■ YOUR TASK ■
Return exactly the lines from the one containing "Can you see the butterfly abdomen" through the last line of the records below, both included, and leave out any pictures.

■ GIVEN INFORMATION ■
..............................

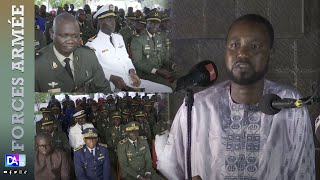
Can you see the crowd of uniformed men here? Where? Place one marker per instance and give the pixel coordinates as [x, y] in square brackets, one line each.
[107, 139]
[145, 36]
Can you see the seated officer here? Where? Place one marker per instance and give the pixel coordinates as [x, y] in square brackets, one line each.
[134, 155]
[91, 160]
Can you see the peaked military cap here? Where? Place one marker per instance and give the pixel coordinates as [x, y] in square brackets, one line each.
[105, 11]
[132, 126]
[90, 133]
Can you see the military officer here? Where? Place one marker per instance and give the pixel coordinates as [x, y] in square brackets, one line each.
[46, 113]
[151, 114]
[93, 116]
[75, 133]
[160, 126]
[120, 20]
[113, 57]
[134, 155]
[144, 129]
[50, 163]
[148, 53]
[129, 31]
[165, 35]
[117, 133]
[59, 117]
[103, 123]
[86, 28]
[126, 116]
[91, 160]
[59, 138]
[63, 66]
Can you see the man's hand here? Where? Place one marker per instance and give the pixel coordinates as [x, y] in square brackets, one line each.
[135, 79]
[118, 82]
[163, 73]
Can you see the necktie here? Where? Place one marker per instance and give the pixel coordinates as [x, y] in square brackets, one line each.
[67, 67]
[154, 42]
[111, 40]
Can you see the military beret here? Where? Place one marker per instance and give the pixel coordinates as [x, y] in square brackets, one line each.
[90, 133]
[55, 107]
[132, 126]
[153, 16]
[47, 121]
[148, 103]
[140, 114]
[164, 17]
[79, 114]
[45, 110]
[104, 109]
[116, 114]
[131, 16]
[126, 111]
[105, 11]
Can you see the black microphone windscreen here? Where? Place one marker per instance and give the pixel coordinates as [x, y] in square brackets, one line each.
[202, 74]
[265, 104]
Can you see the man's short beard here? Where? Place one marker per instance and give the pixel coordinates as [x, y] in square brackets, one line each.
[256, 76]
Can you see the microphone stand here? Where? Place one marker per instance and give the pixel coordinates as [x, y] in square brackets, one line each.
[189, 103]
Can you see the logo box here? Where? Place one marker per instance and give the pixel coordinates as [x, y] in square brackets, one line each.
[15, 160]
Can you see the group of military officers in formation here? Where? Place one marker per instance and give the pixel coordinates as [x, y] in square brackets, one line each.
[107, 137]
[134, 44]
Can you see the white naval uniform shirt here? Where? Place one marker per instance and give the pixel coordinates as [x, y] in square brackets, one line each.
[75, 135]
[114, 59]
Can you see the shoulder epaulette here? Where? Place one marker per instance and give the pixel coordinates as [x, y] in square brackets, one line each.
[92, 38]
[88, 47]
[78, 148]
[143, 137]
[123, 140]
[101, 144]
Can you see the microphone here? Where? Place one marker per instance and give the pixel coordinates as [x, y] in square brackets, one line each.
[272, 104]
[202, 74]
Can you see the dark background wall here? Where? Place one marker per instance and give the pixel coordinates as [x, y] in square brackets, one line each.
[200, 26]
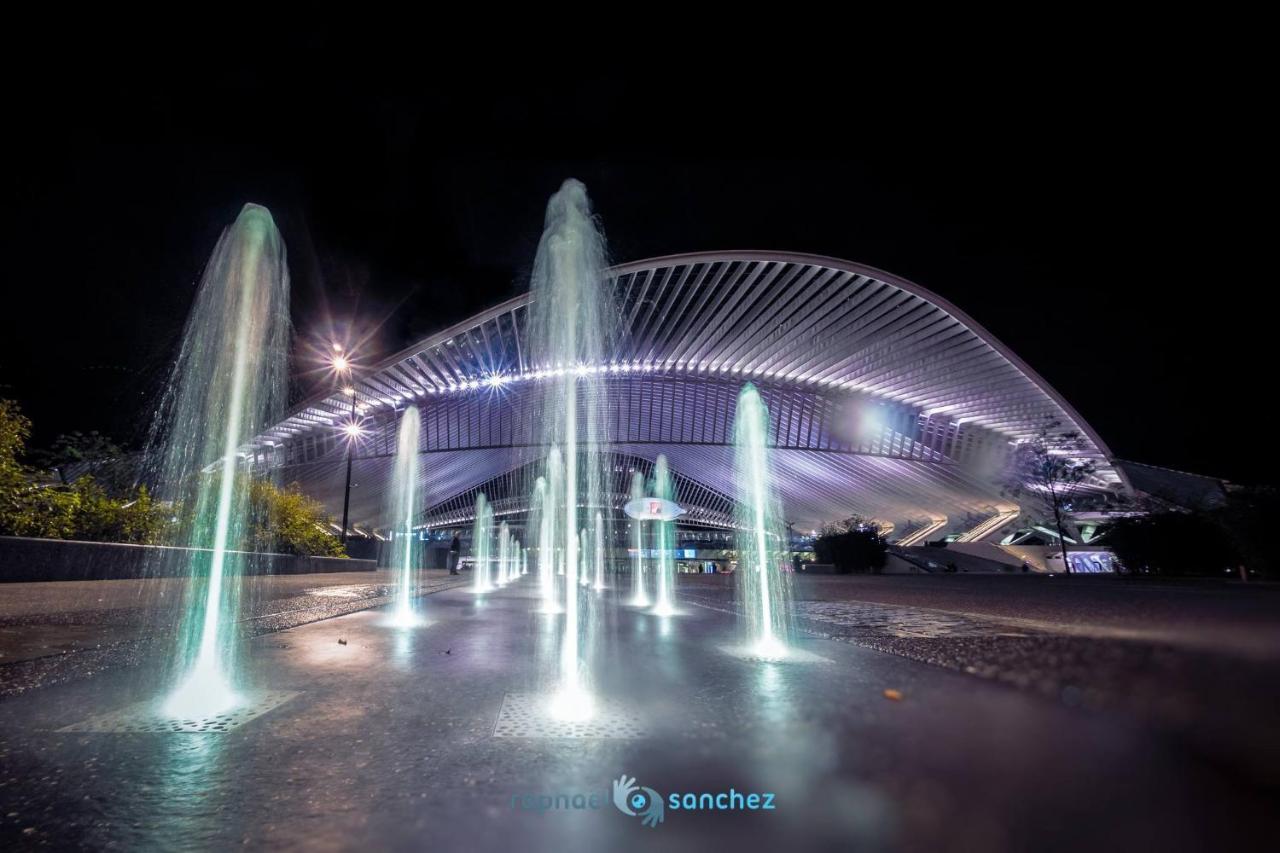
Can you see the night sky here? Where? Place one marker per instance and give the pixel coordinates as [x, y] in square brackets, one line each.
[1089, 219]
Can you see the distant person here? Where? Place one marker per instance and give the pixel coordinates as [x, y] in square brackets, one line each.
[455, 550]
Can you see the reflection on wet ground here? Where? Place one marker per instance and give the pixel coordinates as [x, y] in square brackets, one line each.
[392, 742]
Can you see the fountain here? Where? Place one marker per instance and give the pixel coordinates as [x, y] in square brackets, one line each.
[762, 580]
[666, 529]
[571, 304]
[599, 552]
[403, 510]
[639, 594]
[544, 503]
[480, 533]
[503, 555]
[228, 383]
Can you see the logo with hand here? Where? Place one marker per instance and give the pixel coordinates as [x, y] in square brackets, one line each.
[634, 799]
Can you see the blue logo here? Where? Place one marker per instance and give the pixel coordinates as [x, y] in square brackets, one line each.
[634, 799]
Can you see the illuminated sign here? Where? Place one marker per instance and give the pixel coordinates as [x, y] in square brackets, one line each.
[653, 509]
[1092, 562]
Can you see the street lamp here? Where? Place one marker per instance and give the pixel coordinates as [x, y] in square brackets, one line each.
[342, 368]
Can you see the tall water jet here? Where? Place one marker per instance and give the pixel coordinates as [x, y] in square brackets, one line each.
[664, 536]
[599, 551]
[544, 500]
[571, 304]
[480, 529]
[762, 582]
[227, 386]
[403, 509]
[503, 555]
[639, 594]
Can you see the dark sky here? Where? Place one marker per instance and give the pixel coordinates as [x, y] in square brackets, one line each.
[1092, 217]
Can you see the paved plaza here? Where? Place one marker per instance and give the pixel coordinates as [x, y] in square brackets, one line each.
[361, 734]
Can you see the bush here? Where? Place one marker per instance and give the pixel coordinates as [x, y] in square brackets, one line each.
[1175, 544]
[851, 547]
[288, 521]
[284, 519]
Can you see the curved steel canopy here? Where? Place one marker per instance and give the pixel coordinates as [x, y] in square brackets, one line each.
[818, 334]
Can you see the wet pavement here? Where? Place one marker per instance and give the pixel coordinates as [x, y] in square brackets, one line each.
[62, 630]
[424, 739]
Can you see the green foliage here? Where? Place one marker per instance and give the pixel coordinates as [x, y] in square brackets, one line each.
[26, 510]
[851, 546]
[288, 521]
[103, 518]
[284, 519]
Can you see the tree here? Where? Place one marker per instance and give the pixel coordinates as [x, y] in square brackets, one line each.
[26, 509]
[288, 521]
[1050, 469]
[78, 454]
[1173, 544]
[854, 544]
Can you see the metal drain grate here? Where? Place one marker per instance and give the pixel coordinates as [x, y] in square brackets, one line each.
[524, 715]
[146, 717]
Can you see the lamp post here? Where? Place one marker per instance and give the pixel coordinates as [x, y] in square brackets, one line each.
[352, 430]
[342, 368]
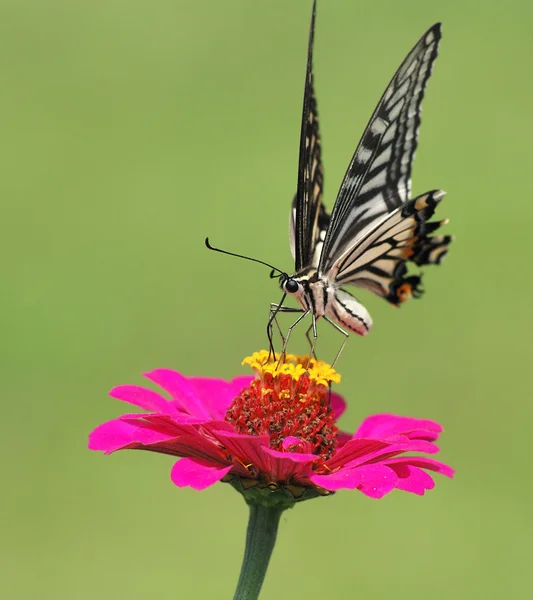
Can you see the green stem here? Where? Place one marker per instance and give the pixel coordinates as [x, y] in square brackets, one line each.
[260, 539]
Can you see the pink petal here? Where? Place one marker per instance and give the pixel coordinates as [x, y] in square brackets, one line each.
[217, 394]
[373, 480]
[197, 473]
[344, 479]
[412, 479]
[423, 463]
[238, 384]
[376, 480]
[142, 397]
[357, 451]
[181, 391]
[118, 434]
[244, 449]
[384, 425]
[284, 466]
[422, 446]
[338, 405]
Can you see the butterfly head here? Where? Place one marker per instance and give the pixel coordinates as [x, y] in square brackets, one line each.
[289, 285]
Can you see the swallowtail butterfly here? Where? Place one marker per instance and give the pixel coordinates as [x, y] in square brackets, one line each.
[375, 229]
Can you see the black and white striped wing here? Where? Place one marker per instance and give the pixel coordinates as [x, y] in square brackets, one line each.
[379, 261]
[378, 178]
[307, 206]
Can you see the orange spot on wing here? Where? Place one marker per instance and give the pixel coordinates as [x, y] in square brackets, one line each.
[405, 291]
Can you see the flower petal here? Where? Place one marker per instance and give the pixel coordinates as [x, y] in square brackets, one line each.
[284, 466]
[181, 391]
[118, 434]
[244, 449]
[385, 425]
[358, 451]
[197, 473]
[338, 405]
[344, 479]
[423, 463]
[377, 480]
[147, 399]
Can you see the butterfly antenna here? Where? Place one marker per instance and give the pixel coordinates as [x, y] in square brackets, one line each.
[261, 262]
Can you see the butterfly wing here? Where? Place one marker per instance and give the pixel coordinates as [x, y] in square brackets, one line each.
[307, 206]
[378, 177]
[378, 261]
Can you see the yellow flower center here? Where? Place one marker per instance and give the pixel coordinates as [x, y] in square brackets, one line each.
[318, 371]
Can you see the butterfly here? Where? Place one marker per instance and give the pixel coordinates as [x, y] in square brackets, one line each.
[374, 229]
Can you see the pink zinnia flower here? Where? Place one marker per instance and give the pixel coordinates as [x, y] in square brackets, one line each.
[272, 432]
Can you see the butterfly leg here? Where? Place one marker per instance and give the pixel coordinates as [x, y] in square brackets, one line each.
[289, 331]
[272, 320]
[344, 333]
[312, 343]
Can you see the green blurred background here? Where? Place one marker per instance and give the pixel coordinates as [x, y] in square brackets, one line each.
[130, 131]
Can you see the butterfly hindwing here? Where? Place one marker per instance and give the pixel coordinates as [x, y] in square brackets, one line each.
[378, 261]
[378, 178]
[307, 205]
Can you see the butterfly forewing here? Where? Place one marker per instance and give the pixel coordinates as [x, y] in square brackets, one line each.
[378, 178]
[305, 214]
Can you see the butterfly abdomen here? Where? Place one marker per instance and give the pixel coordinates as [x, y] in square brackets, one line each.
[348, 312]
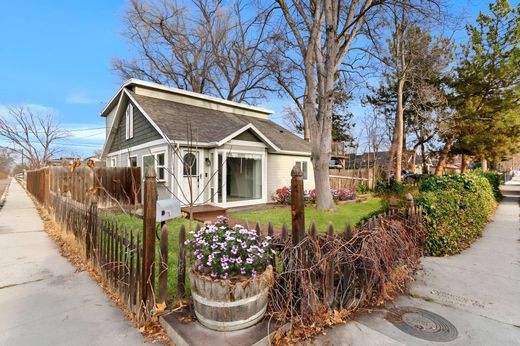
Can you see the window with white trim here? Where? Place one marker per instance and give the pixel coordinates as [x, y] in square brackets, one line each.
[159, 166]
[129, 116]
[303, 165]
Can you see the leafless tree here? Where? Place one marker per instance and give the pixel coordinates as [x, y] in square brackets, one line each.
[207, 48]
[31, 135]
[314, 43]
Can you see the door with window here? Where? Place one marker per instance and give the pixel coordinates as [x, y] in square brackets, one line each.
[191, 177]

..............................

■ RESPONSE ■
Can you see the butterfly abdomen here? Where? Place one marker per instance and give the pixel coordinates as [x, y] in square brackets, one line each.
[348, 312]
Can you see the window with white trim here? Where? Place one marker per instance and give the pixel coordinates as [x, y] in square brackets, one line each.
[159, 166]
[129, 116]
[303, 165]
Can you see the leafless tree here? Where? Place one marker per instance and give the pixel coordinates as [x, y] in square brackets, one line each.
[207, 48]
[31, 135]
[314, 43]
Can you see the door with window here? Where? Place one marker per instance and give the pixel coordinates as [x, y] in square brackets, one line each.
[191, 177]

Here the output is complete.